- Picture annotation entries
---+---
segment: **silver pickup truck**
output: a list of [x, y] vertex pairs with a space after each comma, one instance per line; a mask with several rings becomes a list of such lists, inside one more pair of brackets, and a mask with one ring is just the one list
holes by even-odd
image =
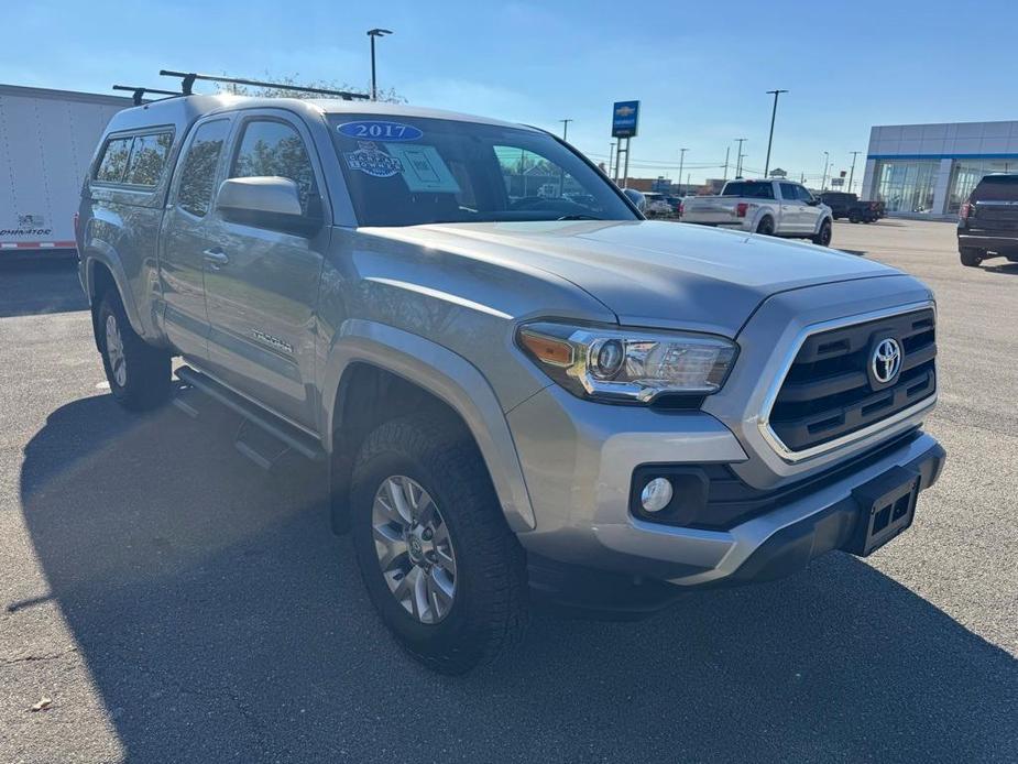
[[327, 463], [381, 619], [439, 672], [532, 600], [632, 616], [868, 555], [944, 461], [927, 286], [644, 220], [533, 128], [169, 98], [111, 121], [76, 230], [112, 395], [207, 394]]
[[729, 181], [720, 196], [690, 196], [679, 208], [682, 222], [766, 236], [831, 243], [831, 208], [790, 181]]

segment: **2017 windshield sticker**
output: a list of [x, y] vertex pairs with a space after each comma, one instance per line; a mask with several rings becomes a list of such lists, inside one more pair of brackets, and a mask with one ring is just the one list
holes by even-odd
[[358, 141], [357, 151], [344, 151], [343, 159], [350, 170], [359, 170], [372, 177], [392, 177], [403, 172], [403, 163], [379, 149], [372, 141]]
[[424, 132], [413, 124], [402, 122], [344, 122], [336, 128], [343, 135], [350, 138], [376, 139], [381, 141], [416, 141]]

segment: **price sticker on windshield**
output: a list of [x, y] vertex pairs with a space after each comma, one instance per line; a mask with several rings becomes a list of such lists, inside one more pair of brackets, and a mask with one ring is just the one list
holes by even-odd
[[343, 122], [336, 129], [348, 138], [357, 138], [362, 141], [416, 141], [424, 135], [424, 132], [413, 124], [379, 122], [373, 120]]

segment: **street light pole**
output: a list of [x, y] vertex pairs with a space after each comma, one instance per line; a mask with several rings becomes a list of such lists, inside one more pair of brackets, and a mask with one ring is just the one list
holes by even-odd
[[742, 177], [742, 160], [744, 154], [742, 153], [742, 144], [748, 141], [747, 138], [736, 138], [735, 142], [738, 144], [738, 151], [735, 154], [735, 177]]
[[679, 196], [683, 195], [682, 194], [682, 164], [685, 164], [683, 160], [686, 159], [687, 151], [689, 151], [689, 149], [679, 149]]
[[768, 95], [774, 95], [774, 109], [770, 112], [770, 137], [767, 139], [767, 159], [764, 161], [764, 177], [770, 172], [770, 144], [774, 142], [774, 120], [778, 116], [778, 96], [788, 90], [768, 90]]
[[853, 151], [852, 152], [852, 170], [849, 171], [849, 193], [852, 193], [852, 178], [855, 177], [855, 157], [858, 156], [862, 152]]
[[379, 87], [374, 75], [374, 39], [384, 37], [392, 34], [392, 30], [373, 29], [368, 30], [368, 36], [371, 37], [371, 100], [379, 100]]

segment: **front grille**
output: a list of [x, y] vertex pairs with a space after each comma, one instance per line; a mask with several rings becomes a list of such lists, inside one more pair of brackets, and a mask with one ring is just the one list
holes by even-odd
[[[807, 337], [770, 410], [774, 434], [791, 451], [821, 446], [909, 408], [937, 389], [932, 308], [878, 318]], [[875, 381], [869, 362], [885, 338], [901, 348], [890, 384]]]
---+---
- What to do
Reproduce verbatim everything in the listing from the line containing "segment: **street light pole**" down to the line containing "149], [679, 149]]", both of those lines included.

- The output
segment: **street light pole**
output: a list of [x, y] vertex pairs with a space after each comma, one instance per line; a mask with several rings becomes a list of such lists, inside one more pair of brackets, and a mask with one ring is just the one list
holes by even-odd
[[742, 177], [742, 160], [744, 154], [742, 153], [742, 144], [748, 141], [747, 138], [736, 138], [735, 142], [738, 144], [738, 151], [735, 154], [735, 177]]
[[679, 196], [683, 195], [682, 194], [682, 164], [685, 164], [683, 160], [686, 159], [687, 151], [689, 151], [689, 149], [679, 149]]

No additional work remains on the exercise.